## Texte
============================================================

Mégots, pailles, pansements, emballages alimentaires, cotons-tiges. Les plages monégasques ne sont pas épargnées par les déchets. La période estivale constitue un moment à part, compte tenu du regain de nettoyage opéré par les services municipaux. Cependant, la pollution maritime et du littoral reste une problématique importante pour le gouvernement. Ainsi, depuis 1976, l’accord Ramoge (Saint-Raphaël, Monaco, Gênes) s’intéresse à la protection des eaux du littoral méditerranéen. L’un de ses domaines de compétence est le nettoyage du littoral. « Aujourd’hui, le plus important est de ne pas rajouter de déchet », Anne Vissio, secrétaire exécutif de l’accord Ramoge à Monaco n’est pas particulièrement optimiste quant à l’état des fonds marins en Méditerranée.

2 555 déchets

« Evidemment rien ne nous empêche de faire du ramassage », nuance-t-elle. Mais le plus important est de sensibiliser et de faire entrer dans les consciences que le moindre comportement n’a rien d’anodin pour la mer. Et lorsqu’on regarde les relevés, il est évident que de simples gestes à adopter pourraient changer la donne. Lors de la dernière campagne de recensement des déchets échoués sur les plages monégasques, au Larvotto, en avril 2015, avaient été comptabilisés 2 555 objets soit 600 par 100 mètres. Un chiffre plutôt en dessous des relevés effectués à la même période à Beaulieu-sur-mer où l’on établissait à 1 780,81 par 100 mètres le nombre d’objets ramassés.

============================================================

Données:
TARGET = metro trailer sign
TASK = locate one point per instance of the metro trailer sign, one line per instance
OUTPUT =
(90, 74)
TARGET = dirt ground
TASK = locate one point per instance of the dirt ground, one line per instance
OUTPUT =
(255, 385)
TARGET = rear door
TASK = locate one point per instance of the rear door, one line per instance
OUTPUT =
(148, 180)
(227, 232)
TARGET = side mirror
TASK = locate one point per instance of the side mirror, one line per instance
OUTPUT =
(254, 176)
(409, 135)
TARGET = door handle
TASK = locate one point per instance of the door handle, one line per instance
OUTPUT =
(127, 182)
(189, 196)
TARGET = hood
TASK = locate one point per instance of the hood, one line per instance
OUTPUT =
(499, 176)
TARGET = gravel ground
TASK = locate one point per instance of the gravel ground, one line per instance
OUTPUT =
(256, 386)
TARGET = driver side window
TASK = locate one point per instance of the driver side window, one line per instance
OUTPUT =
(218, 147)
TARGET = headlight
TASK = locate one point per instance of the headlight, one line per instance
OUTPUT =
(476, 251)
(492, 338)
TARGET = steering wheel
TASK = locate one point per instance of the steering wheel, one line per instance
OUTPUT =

============================================================

## Consigne
Quels déchets le texte sur la pollution des plages monégasques énumère-t-il dans sa première phrase ?

## Résultat
Mégots, pailles, pansements, emballages alimentaires, cotons-tiges.